**Problem statement**
Would you copy out each line of the records below that includes the word "side"?

**Provided records**
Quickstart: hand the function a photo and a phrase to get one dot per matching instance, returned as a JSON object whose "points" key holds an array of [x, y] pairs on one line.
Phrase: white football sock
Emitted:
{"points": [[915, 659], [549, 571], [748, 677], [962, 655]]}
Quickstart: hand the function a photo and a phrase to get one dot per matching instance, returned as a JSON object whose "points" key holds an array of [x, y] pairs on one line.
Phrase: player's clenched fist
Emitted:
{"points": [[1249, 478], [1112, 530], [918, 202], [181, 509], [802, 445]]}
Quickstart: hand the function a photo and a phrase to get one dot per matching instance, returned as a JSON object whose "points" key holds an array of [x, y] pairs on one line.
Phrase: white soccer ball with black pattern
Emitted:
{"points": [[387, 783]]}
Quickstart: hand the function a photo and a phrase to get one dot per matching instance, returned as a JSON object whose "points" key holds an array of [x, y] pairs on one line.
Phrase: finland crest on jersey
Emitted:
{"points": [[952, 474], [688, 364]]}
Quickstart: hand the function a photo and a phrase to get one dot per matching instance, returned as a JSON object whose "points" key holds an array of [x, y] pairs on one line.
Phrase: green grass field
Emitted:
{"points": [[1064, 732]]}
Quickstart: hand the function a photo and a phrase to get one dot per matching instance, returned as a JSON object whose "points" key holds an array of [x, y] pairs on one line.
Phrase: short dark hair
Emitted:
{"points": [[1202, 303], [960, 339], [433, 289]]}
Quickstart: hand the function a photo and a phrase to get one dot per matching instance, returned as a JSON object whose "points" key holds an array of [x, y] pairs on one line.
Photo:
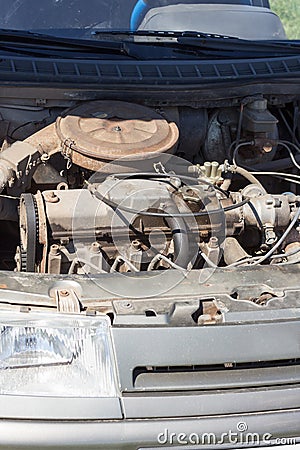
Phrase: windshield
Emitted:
{"points": [[248, 19]]}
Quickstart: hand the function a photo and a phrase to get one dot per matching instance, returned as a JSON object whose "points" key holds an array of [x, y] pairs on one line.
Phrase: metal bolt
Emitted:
{"points": [[213, 242], [51, 197], [136, 244], [54, 250], [64, 293], [95, 247]]}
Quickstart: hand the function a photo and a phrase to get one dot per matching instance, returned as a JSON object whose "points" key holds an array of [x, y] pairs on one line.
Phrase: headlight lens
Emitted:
{"points": [[56, 355]]}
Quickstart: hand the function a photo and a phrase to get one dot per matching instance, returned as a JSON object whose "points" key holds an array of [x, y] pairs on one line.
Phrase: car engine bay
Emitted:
{"points": [[112, 186]]}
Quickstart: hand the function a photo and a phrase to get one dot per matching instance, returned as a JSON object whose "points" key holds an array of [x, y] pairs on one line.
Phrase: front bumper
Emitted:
{"points": [[280, 427]]}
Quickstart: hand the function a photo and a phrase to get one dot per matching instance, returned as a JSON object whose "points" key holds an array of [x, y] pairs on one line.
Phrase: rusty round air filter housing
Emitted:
{"points": [[96, 133]]}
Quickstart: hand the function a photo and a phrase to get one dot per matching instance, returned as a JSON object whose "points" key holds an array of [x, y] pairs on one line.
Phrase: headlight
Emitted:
{"points": [[56, 355]]}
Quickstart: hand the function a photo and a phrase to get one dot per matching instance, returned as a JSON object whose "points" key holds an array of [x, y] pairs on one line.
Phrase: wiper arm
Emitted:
{"points": [[205, 44]]}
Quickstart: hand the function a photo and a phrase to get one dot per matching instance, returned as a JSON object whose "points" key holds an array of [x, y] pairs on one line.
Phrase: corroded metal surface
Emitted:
{"points": [[96, 133]]}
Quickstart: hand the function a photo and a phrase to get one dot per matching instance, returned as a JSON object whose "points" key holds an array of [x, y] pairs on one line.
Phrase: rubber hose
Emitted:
{"points": [[179, 234]]}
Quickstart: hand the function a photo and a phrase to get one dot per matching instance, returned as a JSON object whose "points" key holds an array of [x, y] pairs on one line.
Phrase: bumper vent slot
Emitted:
{"points": [[220, 376], [144, 72]]}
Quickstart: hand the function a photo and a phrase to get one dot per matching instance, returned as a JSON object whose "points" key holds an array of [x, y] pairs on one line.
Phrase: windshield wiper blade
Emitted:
{"points": [[205, 44]]}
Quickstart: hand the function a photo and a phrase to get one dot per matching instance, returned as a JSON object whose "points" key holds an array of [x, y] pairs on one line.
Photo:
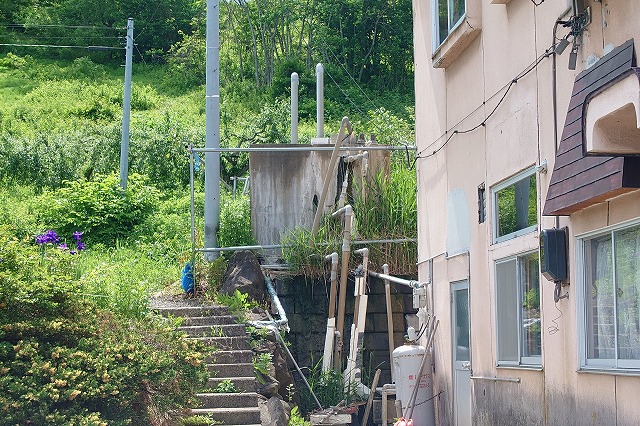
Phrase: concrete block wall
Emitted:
{"points": [[306, 303]]}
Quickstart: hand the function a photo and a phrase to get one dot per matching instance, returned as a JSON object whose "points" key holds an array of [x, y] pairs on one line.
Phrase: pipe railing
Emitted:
{"points": [[283, 322], [305, 147]]}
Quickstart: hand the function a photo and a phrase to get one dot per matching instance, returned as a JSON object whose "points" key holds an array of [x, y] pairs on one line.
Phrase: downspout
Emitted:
{"points": [[387, 298], [283, 322], [344, 272]]}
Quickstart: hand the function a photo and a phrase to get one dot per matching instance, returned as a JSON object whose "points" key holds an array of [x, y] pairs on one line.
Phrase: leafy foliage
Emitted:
{"points": [[64, 361], [100, 208], [235, 222]]}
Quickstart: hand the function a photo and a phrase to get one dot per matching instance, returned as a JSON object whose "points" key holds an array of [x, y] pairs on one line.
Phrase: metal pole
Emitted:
{"points": [[319, 100], [387, 298], [212, 138], [193, 212], [294, 107], [126, 107]]}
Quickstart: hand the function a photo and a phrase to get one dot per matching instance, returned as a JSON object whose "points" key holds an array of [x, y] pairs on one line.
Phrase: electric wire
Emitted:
{"points": [[553, 329], [63, 46], [548, 52]]}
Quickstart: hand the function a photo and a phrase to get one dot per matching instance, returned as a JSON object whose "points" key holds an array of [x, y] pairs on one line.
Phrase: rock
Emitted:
{"points": [[275, 412], [245, 275]]}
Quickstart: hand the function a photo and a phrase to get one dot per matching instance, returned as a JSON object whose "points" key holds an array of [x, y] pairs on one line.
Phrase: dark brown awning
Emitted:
{"points": [[580, 180]]}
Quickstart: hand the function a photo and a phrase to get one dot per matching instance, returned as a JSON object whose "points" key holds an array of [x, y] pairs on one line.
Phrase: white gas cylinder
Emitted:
{"points": [[406, 364]]}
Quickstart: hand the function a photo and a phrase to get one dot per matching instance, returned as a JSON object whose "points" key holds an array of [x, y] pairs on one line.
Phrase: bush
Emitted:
{"points": [[101, 208], [64, 361]]}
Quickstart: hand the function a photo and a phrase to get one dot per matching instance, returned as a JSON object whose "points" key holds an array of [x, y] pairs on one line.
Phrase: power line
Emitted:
{"points": [[92, 27], [509, 85], [63, 46]]}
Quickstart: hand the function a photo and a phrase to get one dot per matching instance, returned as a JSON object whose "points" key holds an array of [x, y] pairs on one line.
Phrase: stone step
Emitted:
{"points": [[209, 320], [228, 330], [228, 400], [231, 370], [242, 384], [230, 357], [231, 416], [226, 343], [194, 311]]}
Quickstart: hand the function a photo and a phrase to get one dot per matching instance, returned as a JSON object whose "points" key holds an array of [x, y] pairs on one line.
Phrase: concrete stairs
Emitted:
{"points": [[233, 360]]}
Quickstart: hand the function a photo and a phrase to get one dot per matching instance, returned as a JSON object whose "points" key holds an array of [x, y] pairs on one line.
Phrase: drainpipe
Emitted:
{"points": [[343, 192], [283, 321], [294, 107], [344, 272], [387, 298], [331, 321], [554, 92]]}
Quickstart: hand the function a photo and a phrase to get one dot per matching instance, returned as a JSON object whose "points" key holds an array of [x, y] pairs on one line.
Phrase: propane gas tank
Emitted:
{"points": [[406, 362]]}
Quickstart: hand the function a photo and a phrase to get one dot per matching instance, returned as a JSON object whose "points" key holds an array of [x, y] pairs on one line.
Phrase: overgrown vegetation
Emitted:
{"points": [[65, 361]]}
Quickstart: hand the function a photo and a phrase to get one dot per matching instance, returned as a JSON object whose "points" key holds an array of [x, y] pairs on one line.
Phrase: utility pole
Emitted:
{"points": [[126, 107], [212, 137]]}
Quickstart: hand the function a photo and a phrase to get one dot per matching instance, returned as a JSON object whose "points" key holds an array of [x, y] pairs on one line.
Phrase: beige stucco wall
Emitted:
{"points": [[518, 135]]}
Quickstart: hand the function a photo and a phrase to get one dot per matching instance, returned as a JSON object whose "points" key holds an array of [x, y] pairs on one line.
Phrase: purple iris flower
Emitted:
{"points": [[48, 237]]}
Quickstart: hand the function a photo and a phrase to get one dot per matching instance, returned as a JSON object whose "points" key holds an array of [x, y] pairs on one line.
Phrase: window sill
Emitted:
{"points": [[459, 38], [520, 367], [609, 372]]}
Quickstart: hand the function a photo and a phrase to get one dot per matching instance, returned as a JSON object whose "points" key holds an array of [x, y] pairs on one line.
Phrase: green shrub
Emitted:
{"points": [[100, 208], [65, 361]]}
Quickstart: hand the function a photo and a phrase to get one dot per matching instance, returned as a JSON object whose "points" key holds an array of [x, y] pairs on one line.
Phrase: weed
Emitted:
{"points": [[226, 386]]}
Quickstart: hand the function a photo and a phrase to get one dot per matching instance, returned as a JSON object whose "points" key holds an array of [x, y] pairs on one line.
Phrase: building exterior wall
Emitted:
{"points": [[517, 135]]}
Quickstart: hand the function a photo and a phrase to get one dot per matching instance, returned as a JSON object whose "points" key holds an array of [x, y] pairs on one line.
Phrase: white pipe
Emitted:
{"points": [[387, 389], [387, 298], [279, 246], [496, 379], [410, 283], [294, 107], [283, 321], [319, 100], [126, 107], [344, 272], [289, 148], [212, 128]]}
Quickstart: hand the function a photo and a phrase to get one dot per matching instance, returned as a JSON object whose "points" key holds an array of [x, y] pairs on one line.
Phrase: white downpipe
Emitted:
{"points": [[212, 129], [347, 211], [294, 107], [319, 101], [387, 298], [283, 322]]}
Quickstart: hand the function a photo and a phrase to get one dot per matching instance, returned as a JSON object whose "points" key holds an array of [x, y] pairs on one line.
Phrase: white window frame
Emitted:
{"points": [[531, 171], [614, 365], [522, 361], [436, 24]]}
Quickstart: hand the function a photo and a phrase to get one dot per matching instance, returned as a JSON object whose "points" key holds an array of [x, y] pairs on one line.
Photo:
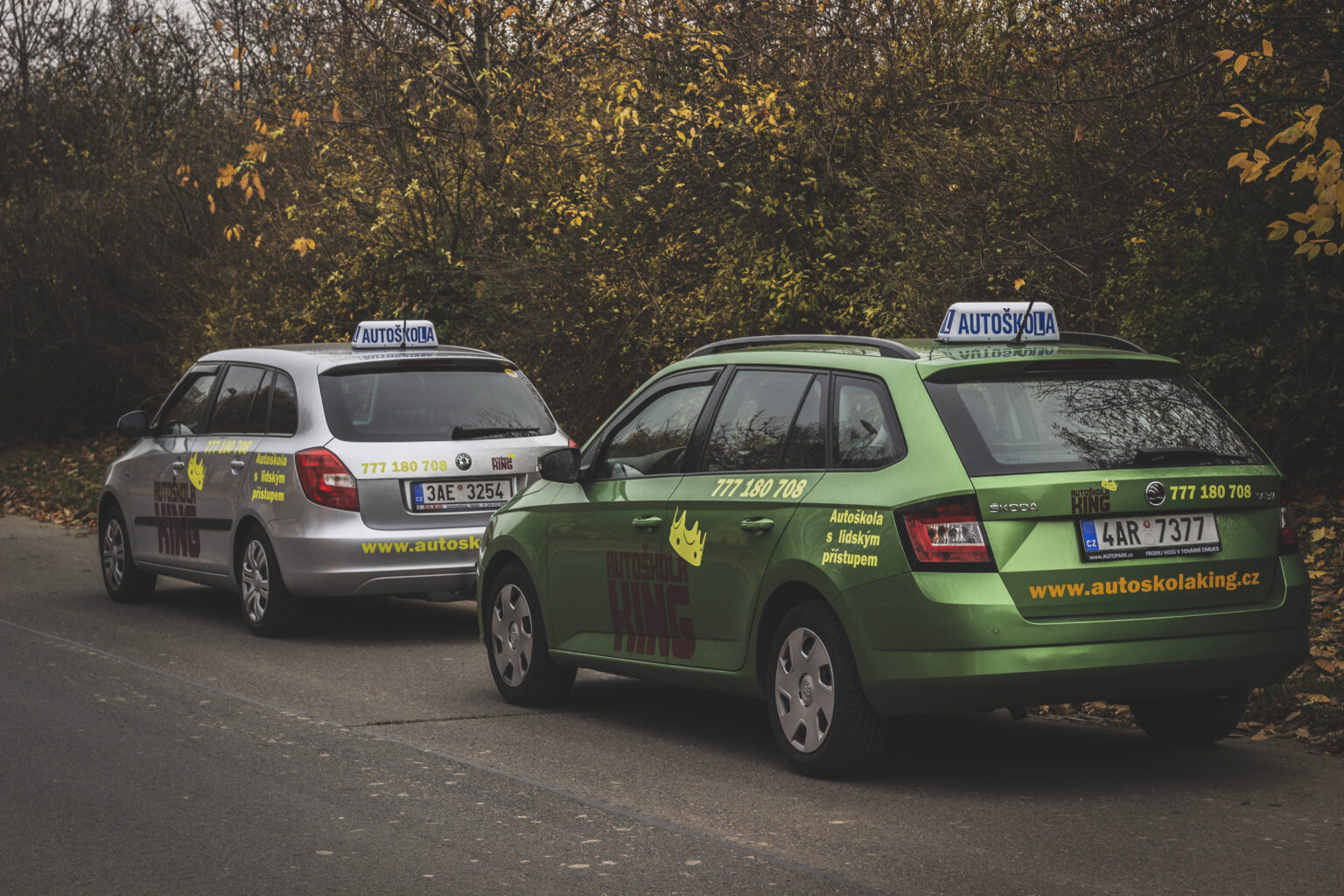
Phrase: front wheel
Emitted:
{"points": [[521, 662], [120, 575], [1194, 720], [268, 606], [819, 713]]}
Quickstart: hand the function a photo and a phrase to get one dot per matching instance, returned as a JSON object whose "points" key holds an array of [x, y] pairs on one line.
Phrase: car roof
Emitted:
{"points": [[328, 355], [930, 358]]}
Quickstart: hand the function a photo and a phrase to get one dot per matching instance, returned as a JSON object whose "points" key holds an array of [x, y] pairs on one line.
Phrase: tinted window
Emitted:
{"points": [[235, 399], [807, 446], [261, 406], [429, 403], [654, 441], [1097, 424], [284, 407], [752, 422], [864, 427], [186, 414]]}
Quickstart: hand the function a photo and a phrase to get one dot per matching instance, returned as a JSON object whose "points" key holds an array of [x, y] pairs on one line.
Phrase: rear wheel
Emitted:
{"points": [[268, 606], [124, 582], [819, 713], [1194, 720], [521, 662]]}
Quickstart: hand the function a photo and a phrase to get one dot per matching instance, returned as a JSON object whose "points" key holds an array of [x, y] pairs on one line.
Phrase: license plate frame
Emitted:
{"points": [[1148, 535], [436, 496]]}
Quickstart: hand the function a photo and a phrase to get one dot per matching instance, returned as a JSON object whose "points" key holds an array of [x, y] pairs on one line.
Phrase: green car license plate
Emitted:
{"points": [[445, 494], [1123, 537]]}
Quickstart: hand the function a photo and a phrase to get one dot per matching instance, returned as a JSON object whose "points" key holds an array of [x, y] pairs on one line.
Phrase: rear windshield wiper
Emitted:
{"points": [[1181, 456], [486, 431]]}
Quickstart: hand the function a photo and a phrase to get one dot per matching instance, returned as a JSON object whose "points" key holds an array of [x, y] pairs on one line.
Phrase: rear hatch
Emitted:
{"points": [[1108, 491], [436, 444]]}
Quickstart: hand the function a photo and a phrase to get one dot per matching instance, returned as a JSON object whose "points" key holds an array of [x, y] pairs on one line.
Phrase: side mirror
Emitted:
{"points": [[133, 424], [561, 465]]}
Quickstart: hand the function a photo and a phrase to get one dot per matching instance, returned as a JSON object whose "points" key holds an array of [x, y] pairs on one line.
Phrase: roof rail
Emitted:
{"points": [[1102, 340], [886, 346]]}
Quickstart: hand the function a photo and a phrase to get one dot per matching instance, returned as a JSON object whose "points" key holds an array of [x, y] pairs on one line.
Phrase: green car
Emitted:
{"points": [[857, 528]]}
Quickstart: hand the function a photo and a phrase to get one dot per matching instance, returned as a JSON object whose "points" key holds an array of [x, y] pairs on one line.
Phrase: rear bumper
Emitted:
{"points": [[933, 642], [1117, 672], [343, 556]]}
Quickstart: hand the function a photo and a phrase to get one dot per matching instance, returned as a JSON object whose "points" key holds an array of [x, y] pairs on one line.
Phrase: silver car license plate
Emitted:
{"points": [[1120, 537], [445, 494]]}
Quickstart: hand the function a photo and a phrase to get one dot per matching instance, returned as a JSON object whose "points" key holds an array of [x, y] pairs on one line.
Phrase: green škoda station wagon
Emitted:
{"points": [[858, 528]]}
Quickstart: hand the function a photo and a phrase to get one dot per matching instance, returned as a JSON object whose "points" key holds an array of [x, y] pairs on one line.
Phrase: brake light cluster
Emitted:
{"points": [[948, 532], [326, 480], [1286, 527]]}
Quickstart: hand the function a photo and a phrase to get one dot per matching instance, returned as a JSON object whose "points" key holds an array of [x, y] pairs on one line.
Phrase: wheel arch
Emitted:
{"points": [[784, 598], [242, 527], [495, 564]]}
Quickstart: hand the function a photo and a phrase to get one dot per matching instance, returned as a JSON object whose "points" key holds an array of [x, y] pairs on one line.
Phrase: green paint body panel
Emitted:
{"points": [[1042, 625]]}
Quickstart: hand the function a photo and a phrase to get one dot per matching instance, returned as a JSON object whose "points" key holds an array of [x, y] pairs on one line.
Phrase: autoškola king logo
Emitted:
{"points": [[687, 542], [197, 472]]}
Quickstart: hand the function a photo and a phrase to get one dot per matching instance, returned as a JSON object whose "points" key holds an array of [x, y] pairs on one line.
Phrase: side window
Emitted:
{"points": [[186, 414], [237, 396], [284, 407], [864, 427], [261, 406], [654, 439], [807, 446], [754, 419]]}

**Result for this task**
Phrase: side mirror
Phrase: side window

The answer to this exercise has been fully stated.